**Provided records:**
+===+

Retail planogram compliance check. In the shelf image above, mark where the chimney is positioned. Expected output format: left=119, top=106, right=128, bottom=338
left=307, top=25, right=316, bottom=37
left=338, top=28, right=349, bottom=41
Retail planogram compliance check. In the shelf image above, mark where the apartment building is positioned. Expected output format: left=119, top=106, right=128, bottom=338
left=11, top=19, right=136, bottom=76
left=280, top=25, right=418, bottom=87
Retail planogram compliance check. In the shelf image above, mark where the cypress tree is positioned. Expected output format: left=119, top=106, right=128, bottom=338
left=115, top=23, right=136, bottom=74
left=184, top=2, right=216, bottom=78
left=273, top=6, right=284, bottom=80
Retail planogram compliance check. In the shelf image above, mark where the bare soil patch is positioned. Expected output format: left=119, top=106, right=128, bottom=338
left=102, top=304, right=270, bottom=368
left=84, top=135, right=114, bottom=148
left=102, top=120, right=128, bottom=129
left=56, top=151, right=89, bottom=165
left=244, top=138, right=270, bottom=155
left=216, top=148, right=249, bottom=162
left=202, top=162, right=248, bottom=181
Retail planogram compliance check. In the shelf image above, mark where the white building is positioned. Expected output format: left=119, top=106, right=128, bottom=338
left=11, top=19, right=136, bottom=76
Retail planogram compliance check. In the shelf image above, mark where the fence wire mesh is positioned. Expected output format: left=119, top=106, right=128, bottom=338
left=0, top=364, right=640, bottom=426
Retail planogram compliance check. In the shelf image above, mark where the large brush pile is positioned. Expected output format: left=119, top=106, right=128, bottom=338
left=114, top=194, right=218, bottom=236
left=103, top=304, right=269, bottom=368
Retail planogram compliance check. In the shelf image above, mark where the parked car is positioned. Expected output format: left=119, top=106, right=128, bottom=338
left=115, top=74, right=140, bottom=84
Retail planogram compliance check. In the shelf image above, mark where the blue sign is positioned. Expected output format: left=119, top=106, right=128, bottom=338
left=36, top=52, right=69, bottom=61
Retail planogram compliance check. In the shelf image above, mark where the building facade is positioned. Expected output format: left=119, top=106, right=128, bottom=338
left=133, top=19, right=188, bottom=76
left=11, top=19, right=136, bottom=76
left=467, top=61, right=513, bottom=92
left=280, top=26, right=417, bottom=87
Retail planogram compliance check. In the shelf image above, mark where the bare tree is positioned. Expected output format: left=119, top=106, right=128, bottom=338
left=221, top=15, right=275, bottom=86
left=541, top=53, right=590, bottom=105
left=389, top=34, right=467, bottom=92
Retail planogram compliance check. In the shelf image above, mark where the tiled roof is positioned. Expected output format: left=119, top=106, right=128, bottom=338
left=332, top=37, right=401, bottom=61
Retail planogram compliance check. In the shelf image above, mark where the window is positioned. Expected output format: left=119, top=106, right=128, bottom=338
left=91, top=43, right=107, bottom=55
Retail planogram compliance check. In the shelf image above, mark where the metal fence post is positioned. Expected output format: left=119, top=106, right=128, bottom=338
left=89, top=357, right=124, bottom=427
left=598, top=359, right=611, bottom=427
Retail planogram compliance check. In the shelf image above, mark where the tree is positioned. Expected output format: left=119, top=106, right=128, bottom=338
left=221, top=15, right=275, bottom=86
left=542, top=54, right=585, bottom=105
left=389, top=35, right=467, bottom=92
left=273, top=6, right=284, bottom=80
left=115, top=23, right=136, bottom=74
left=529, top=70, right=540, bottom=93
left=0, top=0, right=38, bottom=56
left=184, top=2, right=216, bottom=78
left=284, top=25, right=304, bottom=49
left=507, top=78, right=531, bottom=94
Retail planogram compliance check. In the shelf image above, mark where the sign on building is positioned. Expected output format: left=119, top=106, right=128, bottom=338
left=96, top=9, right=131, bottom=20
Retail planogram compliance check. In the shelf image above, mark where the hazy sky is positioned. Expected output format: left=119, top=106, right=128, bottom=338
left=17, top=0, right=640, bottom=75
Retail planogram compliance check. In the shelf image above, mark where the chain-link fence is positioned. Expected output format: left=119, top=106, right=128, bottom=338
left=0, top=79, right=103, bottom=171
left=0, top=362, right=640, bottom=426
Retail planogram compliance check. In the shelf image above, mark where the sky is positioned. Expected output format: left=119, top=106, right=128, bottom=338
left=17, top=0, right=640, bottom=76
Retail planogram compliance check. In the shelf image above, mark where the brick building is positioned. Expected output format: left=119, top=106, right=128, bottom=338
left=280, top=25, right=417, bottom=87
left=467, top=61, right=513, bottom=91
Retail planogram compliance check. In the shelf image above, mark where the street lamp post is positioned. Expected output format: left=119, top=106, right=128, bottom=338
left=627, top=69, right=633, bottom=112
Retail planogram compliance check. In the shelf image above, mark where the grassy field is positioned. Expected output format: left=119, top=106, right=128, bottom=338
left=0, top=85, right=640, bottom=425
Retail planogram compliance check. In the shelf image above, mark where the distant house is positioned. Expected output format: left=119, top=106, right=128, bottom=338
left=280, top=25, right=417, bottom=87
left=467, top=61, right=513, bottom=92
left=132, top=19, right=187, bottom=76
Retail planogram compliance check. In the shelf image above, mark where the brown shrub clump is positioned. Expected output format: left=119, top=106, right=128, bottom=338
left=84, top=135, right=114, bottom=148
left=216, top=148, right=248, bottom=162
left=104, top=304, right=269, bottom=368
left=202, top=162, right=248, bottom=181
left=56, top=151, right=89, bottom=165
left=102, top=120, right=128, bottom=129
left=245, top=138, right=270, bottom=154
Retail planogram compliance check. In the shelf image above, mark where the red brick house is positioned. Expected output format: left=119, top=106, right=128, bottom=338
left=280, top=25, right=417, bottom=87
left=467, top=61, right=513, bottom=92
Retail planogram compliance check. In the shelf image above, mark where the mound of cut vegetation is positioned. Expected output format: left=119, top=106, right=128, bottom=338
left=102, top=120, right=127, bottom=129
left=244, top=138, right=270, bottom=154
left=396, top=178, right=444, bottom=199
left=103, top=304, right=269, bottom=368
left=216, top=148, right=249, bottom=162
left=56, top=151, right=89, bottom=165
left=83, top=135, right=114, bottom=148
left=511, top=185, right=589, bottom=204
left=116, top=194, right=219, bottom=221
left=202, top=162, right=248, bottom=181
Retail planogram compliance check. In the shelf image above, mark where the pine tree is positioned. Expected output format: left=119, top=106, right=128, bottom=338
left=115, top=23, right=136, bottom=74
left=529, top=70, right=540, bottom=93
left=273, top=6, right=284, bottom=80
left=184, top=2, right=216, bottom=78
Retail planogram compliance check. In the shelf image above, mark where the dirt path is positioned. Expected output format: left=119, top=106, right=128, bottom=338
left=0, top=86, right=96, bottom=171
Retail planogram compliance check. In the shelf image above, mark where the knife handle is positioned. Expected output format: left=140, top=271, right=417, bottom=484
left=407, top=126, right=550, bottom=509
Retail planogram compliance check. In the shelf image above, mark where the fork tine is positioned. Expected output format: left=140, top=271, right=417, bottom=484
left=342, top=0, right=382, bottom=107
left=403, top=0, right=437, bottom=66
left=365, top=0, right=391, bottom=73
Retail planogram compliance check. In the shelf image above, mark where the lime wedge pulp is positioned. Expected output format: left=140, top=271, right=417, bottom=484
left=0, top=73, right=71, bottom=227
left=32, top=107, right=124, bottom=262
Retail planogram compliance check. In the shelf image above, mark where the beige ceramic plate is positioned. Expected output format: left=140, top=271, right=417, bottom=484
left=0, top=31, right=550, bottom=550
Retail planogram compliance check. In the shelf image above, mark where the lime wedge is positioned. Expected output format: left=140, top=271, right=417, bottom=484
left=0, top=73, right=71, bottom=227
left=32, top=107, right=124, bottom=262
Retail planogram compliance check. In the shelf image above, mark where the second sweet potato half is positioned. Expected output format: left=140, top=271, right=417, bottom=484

+===+

**To do:**
Rewrite the listing starting at the line that contains "where the window" and ending at the line that contains "left=0, top=362, right=640, bottom=426". Replace "compliance check" with "compliance audit" and keep everything else unchanged.

**Written response:**
Retail planogram compliance audit. In the shelf image above, mark where the window is positioned. Expected output format: left=119, top=106, right=128, bottom=338
left=91, top=43, right=107, bottom=55
Retail planogram compliance audit. In the shelf image above, mark where the metal fence post is positioned. Expected output format: left=119, top=106, right=128, bottom=338
left=89, top=357, right=124, bottom=427
left=598, top=359, right=611, bottom=427
Retail planogram compliance audit. In the shelf image above, mark where the tree is positioned. Expected output format: left=119, top=106, right=128, bottom=338
left=221, top=15, right=275, bottom=86
left=542, top=54, right=585, bottom=105
left=389, top=35, right=467, bottom=92
left=273, top=6, right=284, bottom=80
left=115, top=23, right=136, bottom=74
left=529, top=70, right=540, bottom=93
left=0, top=0, right=38, bottom=56
left=184, top=2, right=216, bottom=78
left=284, top=25, right=304, bottom=49
left=507, top=78, right=531, bottom=94
Retail planogram compliance audit. In the shelf image above, mark where the sign on building is positioned. Expected output format: left=119, top=106, right=128, bottom=338
left=96, top=9, right=131, bottom=20
Retail planogram compliance audit. In the shelf image above, mark where the hazy sky is positioned. Expected output format: left=119, top=106, right=128, bottom=338
left=17, top=0, right=640, bottom=75
Retail planogram compliance audit. In the shelf image above, mark where the chain-link fence is positioned. Expected output format: left=119, top=106, right=128, bottom=338
left=0, top=79, right=103, bottom=171
left=0, top=362, right=640, bottom=426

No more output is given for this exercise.